=== To be done ===
Rewrite the lines from the one containing "grass field -> outlines, every instance" through the one containing "308), (125, 305)]]", inclusive, with "tuples" changed to "pairs" and nothing else altered. Leave the pictures out of your answer.

===== Provided material =====

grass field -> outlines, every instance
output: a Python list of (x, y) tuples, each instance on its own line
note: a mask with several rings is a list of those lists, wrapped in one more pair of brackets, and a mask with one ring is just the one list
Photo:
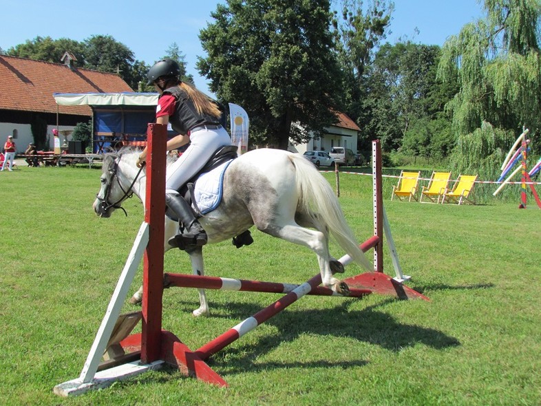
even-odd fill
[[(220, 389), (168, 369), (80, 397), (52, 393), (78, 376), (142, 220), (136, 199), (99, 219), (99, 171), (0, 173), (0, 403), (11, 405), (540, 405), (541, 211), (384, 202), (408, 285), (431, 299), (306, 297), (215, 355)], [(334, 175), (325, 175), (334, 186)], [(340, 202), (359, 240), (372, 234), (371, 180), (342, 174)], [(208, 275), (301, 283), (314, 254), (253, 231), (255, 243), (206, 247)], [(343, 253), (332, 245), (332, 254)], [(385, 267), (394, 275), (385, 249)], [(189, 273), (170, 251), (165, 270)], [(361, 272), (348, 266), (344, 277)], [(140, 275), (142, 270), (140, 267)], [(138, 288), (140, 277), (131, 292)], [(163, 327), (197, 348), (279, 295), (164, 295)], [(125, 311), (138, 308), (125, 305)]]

=====
===== Provided material =====

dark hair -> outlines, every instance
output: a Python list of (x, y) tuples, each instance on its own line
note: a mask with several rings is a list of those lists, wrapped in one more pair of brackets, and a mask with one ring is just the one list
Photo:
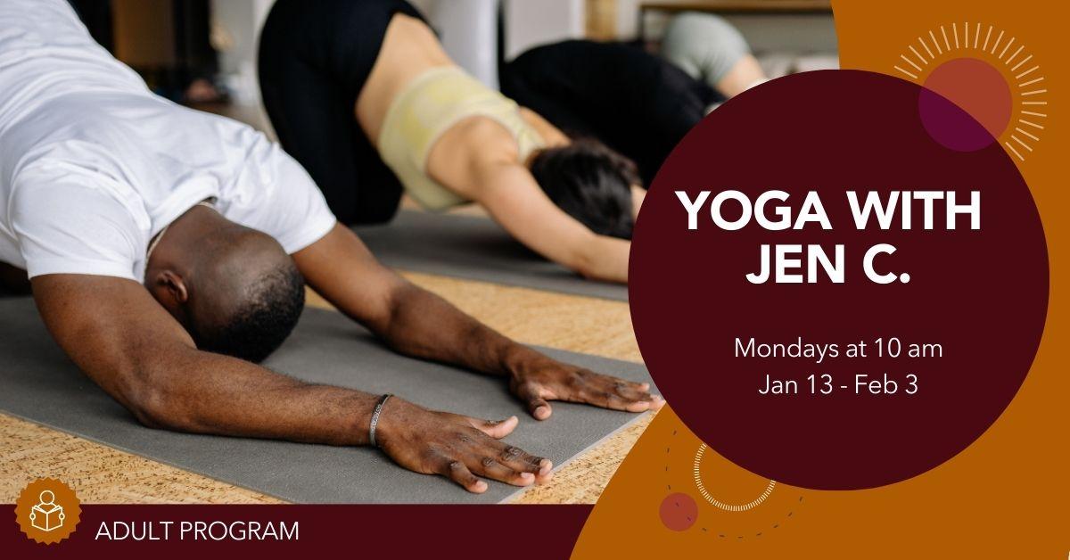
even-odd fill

=====
===== Provided material =====

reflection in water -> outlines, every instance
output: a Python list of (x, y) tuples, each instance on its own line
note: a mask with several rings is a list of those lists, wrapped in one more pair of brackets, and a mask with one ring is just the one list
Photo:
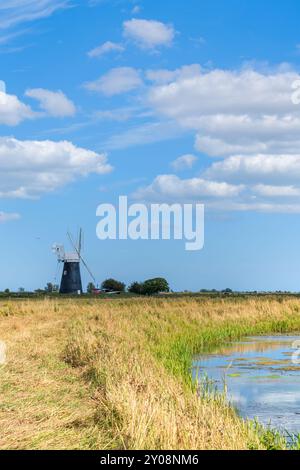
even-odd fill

=====

=== Complete response ===
grass field -> outlines, every instance
output: a Python list of (x, y) pairs, each instance on its own line
note: a mask with several rings is a list of those lists, wrapped in one more pair of brackets, and a mask with one ring is just the one list
Photo:
even-odd fill
[[(220, 389), (168, 369), (80, 397), (52, 393), (78, 376), (142, 220), (136, 199), (99, 219), (99, 171), (0, 173), (0, 403), (11, 405), (540, 405), (541, 211), (384, 202), (408, 285), (431, 299), (306, 297), (215, 355)], [(334, 175), (325, 175), (334, 186)], [(340, 202), (359, 240), (372, 234), (371, 180), (342, 174)], [(208, 275), (301, 283), (314, 254), (253, 231), (255, 243), (206, 247)], [(343, 253), (332, 245), (332, 254)], [(385, 267), (394, 275), (385, 249)], [(189, 273), (170, 251), (165, 270)], [(361, 272), (348, 266), (344, 277)], [(140, 275), (142, 270), (140, 267)], [(138, 288), (140, 277), (131, 292)], [(163, 327), (197, 348), (279, 295), (164, 295)], [(125, 311), (138, 308), (125, 305)]]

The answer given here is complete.